But a truce with whom?

Is Barbour calling for a truce with the massive pro-life wing of the conservative movement? Hardly. He wants pro-lifers to simply shut up and go away (but come back just long enough on election day to support his sorry ass).

No, Barbour - and a whole lot of establishment Republicans like him - want a truce to be called (actually they want it to continue) with the Democrats. The same Democrats who ended debate by judicial decree - some truce - when the Supreme Court created a new law and sanctioned abortion-on-demand in 1973.  Four decades ago.

The same Democrats who have fools like Barbour convinced that it's wrong for politicians to push "social issues" but who, on a daily basis, push their own.

That's not a truce. That's surrender.

And a whole lot of us won't be going down that road.

On Obama's Proposed Budget ...

... we turn to the experts.  The Wall Street Journal:
How unserious is this budget? Although the White House trumpets $2.18 trillion in deficit reduction over the next decade, those savings are so far off in the magical "out years" that you can barely see them from here. More than 95% of the savings would happen after Mr. Obama's first term in the White House is over, and almost two-thirds of the promised deficit reduction would arrive after 2016. Pretending to cut deficits by pushing all real cuts into the future is Budget Flimflam 101.

From hard experience, we know that what matters are the cuts and reforms a White House is willing to make now. The Obama budget doesn't cut a penny from the deficit in the last seven months of fiscal 2011. Over the next three years—through 2013—the spending reductions in this budget add up to a paltry $20 billion net, out of a projected $3.5 trillion deficit. That's a 0.57% reduction in red ink and less than what the feds spend every two days.

As for Medicare, Medicaid, Social Security and other entitlements, which account for roughly 60% of federal expenditures, the proposed savings are close to zero. The President would allow these programs to continue on automatic pilot, meaning they nearly double to $2.7 trillion in 2021 from $1.4 trillion in 2010.    [link]
This is unsustainable.  And Obama obviously doesn't care.

My God.

- - -

Another reaction:
To all those under 30 who worked so hard to get this man elected, know this: he just screwed you over. He thinks you're fools. Either the US will go into default because of Obama's cowardice, or you will be paying far far more for far far less because this president has no courage when it counts. He let you down. On the critical issue of America's fiscal crisis, he represents no hope and no change. Just the same old Washington politics he once promised to end.

**Task instructions:**
a. Answer these questions about the political commentary:
(i) In what year, according to the political commentary, did the Supreme Court sanction abortion-on-demand?
(ii) How much deficit reduction over the next decade does the White House trumpet?
(iii) Which age group does the last reaction speak to directly?
b. Keep writing the political commentary, starting right after its final sentence.
The rows of stored data have nothing to do with this.

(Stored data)
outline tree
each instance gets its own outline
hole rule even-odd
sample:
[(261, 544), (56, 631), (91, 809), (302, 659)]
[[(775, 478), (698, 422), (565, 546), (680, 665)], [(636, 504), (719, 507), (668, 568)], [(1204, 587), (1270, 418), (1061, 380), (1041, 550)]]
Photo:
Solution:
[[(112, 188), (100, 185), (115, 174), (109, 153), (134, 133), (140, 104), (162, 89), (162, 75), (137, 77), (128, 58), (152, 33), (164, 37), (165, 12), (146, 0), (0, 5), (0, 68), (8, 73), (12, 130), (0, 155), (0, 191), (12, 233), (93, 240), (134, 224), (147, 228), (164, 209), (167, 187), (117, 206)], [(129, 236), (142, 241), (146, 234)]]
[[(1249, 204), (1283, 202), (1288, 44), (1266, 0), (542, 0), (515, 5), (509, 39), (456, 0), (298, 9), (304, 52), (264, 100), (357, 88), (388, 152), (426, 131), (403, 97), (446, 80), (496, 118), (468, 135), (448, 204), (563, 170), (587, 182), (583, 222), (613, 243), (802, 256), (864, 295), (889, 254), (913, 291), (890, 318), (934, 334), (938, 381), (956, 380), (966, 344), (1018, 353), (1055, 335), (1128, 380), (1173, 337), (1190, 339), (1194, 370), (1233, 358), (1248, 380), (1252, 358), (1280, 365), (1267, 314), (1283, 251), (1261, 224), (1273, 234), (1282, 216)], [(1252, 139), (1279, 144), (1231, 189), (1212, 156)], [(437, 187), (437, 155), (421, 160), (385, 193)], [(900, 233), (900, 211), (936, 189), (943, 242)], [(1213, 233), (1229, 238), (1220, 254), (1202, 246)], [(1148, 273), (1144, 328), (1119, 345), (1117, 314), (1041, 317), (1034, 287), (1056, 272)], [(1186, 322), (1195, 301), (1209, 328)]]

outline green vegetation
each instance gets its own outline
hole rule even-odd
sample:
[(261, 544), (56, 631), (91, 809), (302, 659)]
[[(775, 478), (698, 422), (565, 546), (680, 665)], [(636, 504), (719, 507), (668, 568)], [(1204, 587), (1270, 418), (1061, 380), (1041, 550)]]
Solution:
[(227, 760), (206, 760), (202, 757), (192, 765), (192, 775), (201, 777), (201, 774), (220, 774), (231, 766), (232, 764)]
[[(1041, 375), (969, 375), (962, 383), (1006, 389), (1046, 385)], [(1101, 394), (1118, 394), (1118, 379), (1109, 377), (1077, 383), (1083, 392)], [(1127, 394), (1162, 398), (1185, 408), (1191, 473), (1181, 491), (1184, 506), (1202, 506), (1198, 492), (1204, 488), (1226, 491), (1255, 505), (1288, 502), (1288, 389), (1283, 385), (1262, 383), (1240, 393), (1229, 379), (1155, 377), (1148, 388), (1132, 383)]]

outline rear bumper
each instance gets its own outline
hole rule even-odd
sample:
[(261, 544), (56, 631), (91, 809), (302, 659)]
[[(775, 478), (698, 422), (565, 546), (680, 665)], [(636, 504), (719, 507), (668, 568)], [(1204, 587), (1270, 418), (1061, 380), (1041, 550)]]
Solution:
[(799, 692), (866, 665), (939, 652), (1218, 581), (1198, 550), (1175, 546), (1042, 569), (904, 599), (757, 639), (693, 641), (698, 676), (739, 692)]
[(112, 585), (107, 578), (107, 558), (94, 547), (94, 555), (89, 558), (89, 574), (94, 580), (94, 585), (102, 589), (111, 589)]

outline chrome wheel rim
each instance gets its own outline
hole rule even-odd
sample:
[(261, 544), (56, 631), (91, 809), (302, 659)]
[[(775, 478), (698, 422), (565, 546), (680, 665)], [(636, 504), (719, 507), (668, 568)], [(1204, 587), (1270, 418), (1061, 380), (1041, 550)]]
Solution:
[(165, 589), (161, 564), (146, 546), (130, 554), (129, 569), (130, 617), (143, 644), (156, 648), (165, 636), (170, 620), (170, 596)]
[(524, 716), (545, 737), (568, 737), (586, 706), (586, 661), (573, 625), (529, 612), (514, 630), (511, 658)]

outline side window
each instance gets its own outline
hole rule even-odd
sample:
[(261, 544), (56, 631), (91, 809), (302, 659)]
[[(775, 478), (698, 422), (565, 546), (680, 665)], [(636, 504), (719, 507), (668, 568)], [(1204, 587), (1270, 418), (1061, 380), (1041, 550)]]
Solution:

**Task results:**
a.
(i) 1973
(ii) $2.18 trillion
(iii) Those under 30

b.
That comes from an Obama supporter. Andrew Sullivan.

- - -

The Washington Post editorial page, itself a big supporter of Obama, is sharply disappointed:
Having been given the chance, the cover and the push by the fiscal commission he created to take bold steps to raise revenue and curb entitlement spending, President Obama, in his fiscal 2012 budget proposal, chose instead to duck. To duck, and to mask some of the ducking with the sort of budgetary gimmicks he once derided. "The fiscal realities we face require hard choices," the president said in his budget message. "A decade of deficits, compounded by the effects of the recession and the steps we had to take to break it, as well as the chronic failure to confront difficult decisions, has put us on an unsustainable course." His budget would keep the country on that course.
Is that Armageddon I see approaching on the horizon?

- - -

Even Senator Mark Warner is less than accepting:
This problem cannot be solved simply by focusing on cuts to non-defense discretionary spending [the crux of Obama's proposal], which is only 12% of the budget. Increased revenues and economic growth by themselves will not get us there, either. That’s why we must have a grown-up discussion about spending cuts, tax reform, and necessary changes to entitlement programs, including Social Security and Medicare.

This is the only way we will put our nation back on a responsible fiscal path that allows us to be competitive as we move forward.
One way or the other, this problem is going to be solved. Though Obama probably won't be part of that process.